Excerpts of pointing data:
▬▬▬▬▬▬▬▬▬▬
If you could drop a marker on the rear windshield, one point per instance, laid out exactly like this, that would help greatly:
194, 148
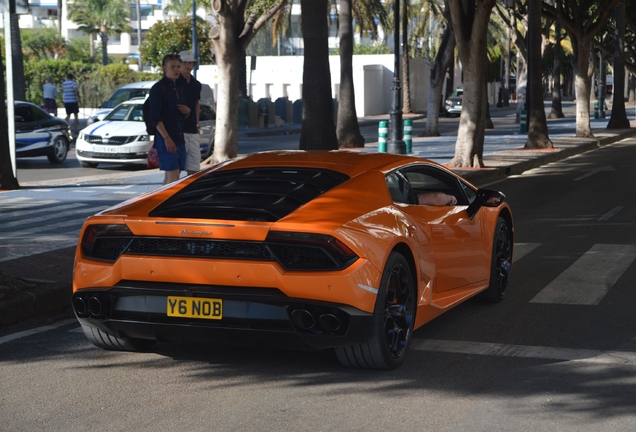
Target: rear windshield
255, 194
122, 95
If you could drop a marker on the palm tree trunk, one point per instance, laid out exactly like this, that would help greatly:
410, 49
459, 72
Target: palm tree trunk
537, 124
618, 119
347, 130
443, 61
406, 81
318, 131
7, 179
19, 85
104, 35
557, 108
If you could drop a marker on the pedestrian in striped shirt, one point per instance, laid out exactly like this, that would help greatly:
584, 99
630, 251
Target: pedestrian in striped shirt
71, 99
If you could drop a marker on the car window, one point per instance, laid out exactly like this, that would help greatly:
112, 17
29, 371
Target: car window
206, 113
38, 115
399, 188
122, 112
122, 95
426, 178
23, 114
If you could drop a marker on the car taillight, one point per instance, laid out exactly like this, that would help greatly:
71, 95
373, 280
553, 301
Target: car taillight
304, 251
106, 242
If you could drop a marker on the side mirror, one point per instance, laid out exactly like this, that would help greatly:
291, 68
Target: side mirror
485, 198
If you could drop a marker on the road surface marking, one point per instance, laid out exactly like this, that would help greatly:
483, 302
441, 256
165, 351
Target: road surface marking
595, 171
524, 351
27, 333
587, 280
522, 249
610, 214
37, 208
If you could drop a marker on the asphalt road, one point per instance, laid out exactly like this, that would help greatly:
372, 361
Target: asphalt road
559, 354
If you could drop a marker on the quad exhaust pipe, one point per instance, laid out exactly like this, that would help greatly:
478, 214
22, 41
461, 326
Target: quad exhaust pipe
307, 320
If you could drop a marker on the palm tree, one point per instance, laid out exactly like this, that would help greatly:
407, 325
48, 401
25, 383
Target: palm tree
318, 131
102, 17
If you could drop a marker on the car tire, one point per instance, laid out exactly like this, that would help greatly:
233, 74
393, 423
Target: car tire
500, 264
107, 341
393, 321
60, 151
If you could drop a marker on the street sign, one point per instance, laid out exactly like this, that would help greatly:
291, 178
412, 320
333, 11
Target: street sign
15, 6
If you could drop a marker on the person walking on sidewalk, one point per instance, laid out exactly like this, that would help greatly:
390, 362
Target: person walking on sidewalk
50, 94
71, 99
192, 89
168, 110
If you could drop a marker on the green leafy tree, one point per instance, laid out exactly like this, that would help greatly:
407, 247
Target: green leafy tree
101, 17
42, 43
238, 21
173, 36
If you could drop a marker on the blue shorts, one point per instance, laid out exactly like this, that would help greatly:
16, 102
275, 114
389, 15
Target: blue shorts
169, 161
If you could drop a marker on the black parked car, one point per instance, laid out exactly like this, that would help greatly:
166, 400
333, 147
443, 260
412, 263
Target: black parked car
37, 133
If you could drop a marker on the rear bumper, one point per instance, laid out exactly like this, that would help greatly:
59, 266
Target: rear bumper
255, 317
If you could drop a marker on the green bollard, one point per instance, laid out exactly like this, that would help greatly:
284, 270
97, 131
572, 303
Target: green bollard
408, 135
523, 121
383, 131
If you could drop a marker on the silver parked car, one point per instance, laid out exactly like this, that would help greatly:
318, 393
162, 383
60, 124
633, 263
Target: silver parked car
37, 133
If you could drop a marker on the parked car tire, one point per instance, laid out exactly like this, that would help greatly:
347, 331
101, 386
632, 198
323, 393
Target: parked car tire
394, 318
108, 341
60, 151
501, 264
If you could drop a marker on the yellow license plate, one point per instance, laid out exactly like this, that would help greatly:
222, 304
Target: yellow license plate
195, 307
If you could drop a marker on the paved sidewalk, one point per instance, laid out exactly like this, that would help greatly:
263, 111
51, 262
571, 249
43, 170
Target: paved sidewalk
41, 283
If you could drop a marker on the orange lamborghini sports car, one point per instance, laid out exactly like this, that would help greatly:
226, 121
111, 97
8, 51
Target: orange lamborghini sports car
334, 250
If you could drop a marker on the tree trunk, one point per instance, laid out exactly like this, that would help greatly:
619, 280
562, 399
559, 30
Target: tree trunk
7, 179
557, 107
59, 17
318, 131
582, 83
406, 79
537, 124
19, 85
471, 27
618, 119
104, 36
347, 130
228, 59
444, 59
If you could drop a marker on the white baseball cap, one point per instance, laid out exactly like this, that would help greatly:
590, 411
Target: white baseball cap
187, 56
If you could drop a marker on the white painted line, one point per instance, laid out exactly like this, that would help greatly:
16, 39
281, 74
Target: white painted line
37, 208
610, 213
524, 351
47, 218
27, 333
587, 280
522, 249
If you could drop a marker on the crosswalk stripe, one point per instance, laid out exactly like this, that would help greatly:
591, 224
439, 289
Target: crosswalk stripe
38, 209
588, 280
46, 218
524, 351
522, 249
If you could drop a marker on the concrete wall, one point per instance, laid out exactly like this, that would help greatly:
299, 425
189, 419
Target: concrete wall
276, 77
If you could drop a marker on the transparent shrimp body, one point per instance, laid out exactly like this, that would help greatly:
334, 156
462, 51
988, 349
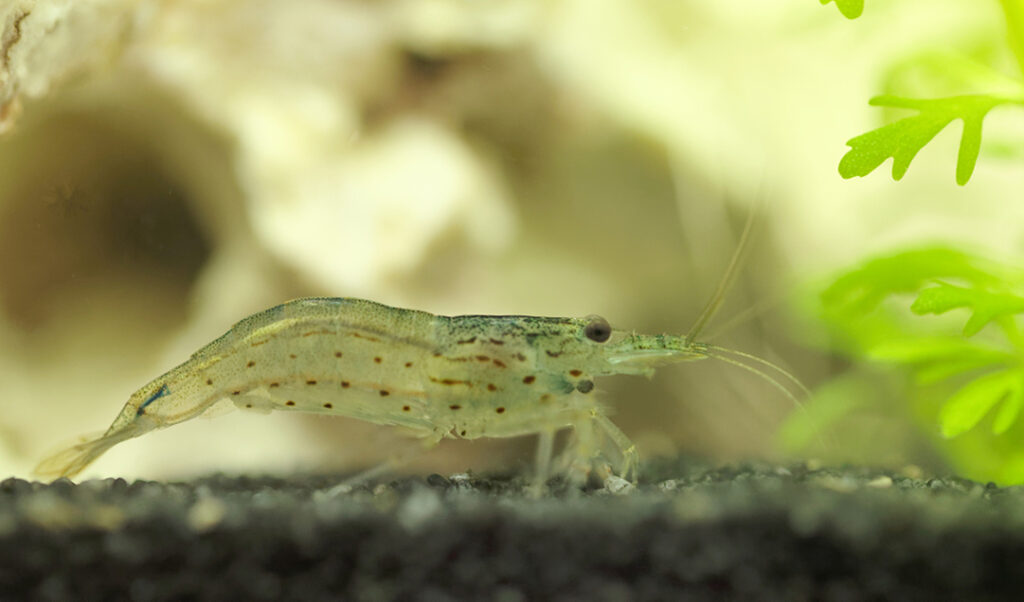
▬▬▬▬▬▬▬▬▬▬
Reproduce all of the entries above, swapping "drop a marker on" for "place a point on" wherever it occurs and changing nothing else. Omit the pictures from your answer.

If you could place a point on the rear windshield, one point per instance, laid out exactly like this, that would help greatly:
194, 148
Target: rear windshield
255, 194
122, 95
If you could place a point on the palm tree trunk, one point per instance, laid out exactly like this, that would help greatly:
410, 49
459, 72
Target: palm tree trunk
537, 124
618, 119
347, 130
443, 61
406, 81
318, 131
7, 179
19, 85
104, 35
557, 108
If you could place a point on the pedestrian in striped shirt, one point per instance, laid out exactly like this, that would help greatly:
584, 99
630, 251
Target: pedestrian in striped shirt
71, 99
If you could place a point on the car window, one point per instance, laid out exactly like this, that would help greatly:
112, 17
29, 371
Target: car window
206, 113
38, 115
399, 188
122, 112
122, 95
426, 178
23, 114
If you could place a point on the car taillight, one point per instance, laid out exactly like this, that would help greatly:
71, 95
373, 280
553, 301
Target: car taillight
304, 251
106, 242
If you could place a point on the side mirror, one point per instance, laid out exactly like this, that would help greatly:
291, 68
Target: side mirror
485, 198
If you could place a point on the road surface marking, one point per instance, laid out exactly like this, that would help greatly:
483, 302
441, 256
165, 351
Target: road surface marking
595, 171
524, 351
27, 333
587, 280
522, 249
610, 214
37, 208
If you could place a point on the asphalt road, one point per instance, laid out exactly like this, that would help greatly:
372, 361
Target: asphalt road
559, 354
If you could place a point on the quad exhaust pipe, one point per instance, laid out exactly like this, that would help greatly:
478, 214
22, 41
461, 326
Target: quad exhaust pipe
307, 320
If you could place a point on the palm tree, one point per instance, laid out exactly like this, that would help greatly:
407, 325
48, 401
25, 383
Target: palm tree
318, 131
102, 17
If you could place a point on the car tire, one point per instance, laid out exactly like this, that would help greatly:
233, 74
393, 423
Target: car tire
500, 264
107, 341
393, 321
60, 151
If you could place a point on the street sign, one point per instance, laid out exactly like this, that would help greatly:
291, 178
412, 320
333, 11
Target: street sign
15, 6
If you could place a point on the person walking on sidewalk, one point per instance, laid out exactly like this, that would help greatly:
390, 362
Target: person walking on sidewalk
50, 94
71, 99
192, 89
168, 110
If you could place a point on the green leafy tree, one point per instance, laid out exactly like this, that would help greatly:
407, 247
Target: green leafy tree
101, 17
42, 43
238, 21
173, 36
If you could place a point on the blue shorts, one point per instance, laid out exactly like this, that would help greatly:
16, 102
275, 114
389, 15
Target: blue shorts
169, 161
If you could place a point on the black parked car, one point per instance, laid out exactly like this, that would help greatly:
166, 400
333, 147
443, 260
412, 263
Target: black parked car
37, 133
If you could place a point on the rear bumper, one point per instance, laid out exactly like this, that would help greatly:
59, 266
Target: rear bumper
255, 317
If you could place a point on the green bollard, one point per instance, laid out exactly like this, that would help greatly:
284, 270
97, 131
572, 303
Target: green bollard
408, 135
523, 121
383, 131
If you could place a point on the silver parked car, one point per instance, laid out exactly like this, that would help greatly:
318, 393
162, 383
60, 124
633, 263
Target: silver parked car
37, 133
If you could place a point on the parked car tire, one point per instance, laid out exactly like this, that would help greatly:
347, 331
101, 386
632, 198
323, 393
Target: parked car tire
394, 318
108, 341
60, 151
501, 264
If you could place a point on the yellow license plate, one point per instance, laid out exactly like this, that would help greatly:
222, 304
Target: yellow license plate
195, 307
If you could place a point on the paved sidewalk, one point per instance, laid out exactly like this, that would help greatly:
263, 111
51, 262
571, 249
43, 170
Target: paved sidewalk
41, 283
If you could place a point on the orange lamborghini sports car, one point per instance, laid out exactly like this, that would help greatly:
226, 121
111, 97
8, 51
Target: orange lamborghini sports car
334, 250
If you could place a point on the tree trunk, one point per instance, laid out exactly like this, that would help greatly:
619, 280
562, 399
559, 30
Target: tree trunk
7, 179
557, 107
59, 17
318, 131
582, 83
406, 79
537, 124
19, 85
471, 27
618, 119
104, 36
347, 130
228, 59
444, 59
If you could place a point on the white baseball cap, one point per instance, laid out exactly like this, that would help greatly:
590, 411
Target: white baseball cap
187, 56
If you could place a point on the white painted line, one point per instance, laid out exactly like this, that would help greatly:
16, 39
281, 74
Target: white painted line
37, 208
610, 213
524, 351
47, 218
27, 333
587, 280
522, 249
If you could place a point on the crosswalk stripe, one point per instance, laid out exactly like this, that would help greatly:
591, 224
439, 289
Target: crosswalk stripe
38, 209
588, 280
46, 218
524, 351
522, 249
If you could place a point on the concrete wall, one point per instance, laid out exactly like this, that would help greatly:
299, 425
189, 419
Target: concrete wall
276, 77
If you could place a point on the transparent shrimp body, one point per instance, laid out exactly like this, that would help greatly:
334, 156
462, 51
988, 349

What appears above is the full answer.